[start Given records]

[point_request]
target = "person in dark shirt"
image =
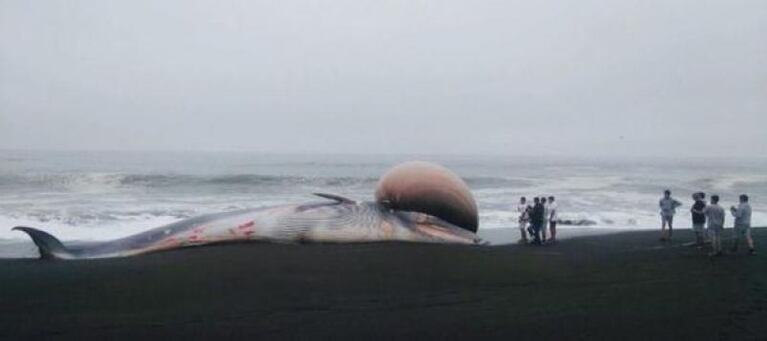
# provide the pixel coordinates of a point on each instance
(698, 217)
(536, 218)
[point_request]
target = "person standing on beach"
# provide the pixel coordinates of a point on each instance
(668, 207)
(698, 217)
(545, 220)
(536, 219)
(715, 216)
(524, 218)
(742, 215)
(552, 217)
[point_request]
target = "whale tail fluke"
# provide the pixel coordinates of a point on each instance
(50, 247)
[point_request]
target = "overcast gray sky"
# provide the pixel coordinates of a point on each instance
(442, 76)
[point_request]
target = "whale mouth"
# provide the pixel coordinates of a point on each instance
(436, 229)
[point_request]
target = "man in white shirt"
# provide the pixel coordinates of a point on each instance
(523, 209)
(545, 225)
(668, 207)
(715, 217)
(552, 218)
(742, 215)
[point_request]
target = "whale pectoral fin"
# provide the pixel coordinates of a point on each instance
(337, 198)
(50, 247)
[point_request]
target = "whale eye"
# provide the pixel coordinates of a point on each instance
(429, 188)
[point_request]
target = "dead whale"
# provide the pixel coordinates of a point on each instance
(415, 202)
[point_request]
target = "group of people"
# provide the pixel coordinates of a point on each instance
(535, 219)
(713, 214)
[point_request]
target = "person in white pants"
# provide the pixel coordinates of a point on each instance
(545, 226)
(523, 209)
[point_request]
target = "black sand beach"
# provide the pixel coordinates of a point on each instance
(620, 286)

[end Given records]

Leaving all pictures aside, quote each record exactly.

[point_request]
target = "person in dark shirt"
image =
# provide the pixel coordinates of a point on each instance
(698, 217)
(536, 218)
[point_request]
target = "person standing on beach"
# provide the pixel coordinates of a point on each instance
(668, 207)
(698, 217)
(545, 220)
(536, 219)
(715, 216)
(524, 218)
(742, 215)
(552, 217)
[point_request]
target = "whale tail fluke"
# provide the pixel coordinates of a point on each instance
(50, 247)
[point_request]
target = "overcast gray sky"
# provide the pixel coordinates of a point on each instance
(442, 76)
[point_request]
target = "whale mouth"
# provide the pixel coordinates of a point on each instance
(436, 229)
[point_request]
target = "man in white shirt"
# provide the pixel coordinates of a point on each instance
(523, 209)
(545, 225)
(668, 207)
(715, 217)
(552, 218)
(742, 215)
[point_request]
target = "whale pectoral fin"
# provide the pixel coordinates of a point on each instance
(337, 198)
(50, 247)
[point_request]
target = "whale eye"
# provide the pixel coordinates of a point on each instance
(429, 188)
[point_request]
target = "dead whale"
# provide the pixel coordinates of a point on each instance
(415, 202)
[point_request]
target = "group of people"
# provide the pixel coordinates of a point on each instance
(535, 219)
(713, 214)
[point_request]
target = "person in white pants"
# provide the pixel coordinates of a point on each instance
(545, 226)
(523, 209)
[point_request]
target = "black sand beach"
# provide the pixel coordinates of a point on each instance
(620, 286)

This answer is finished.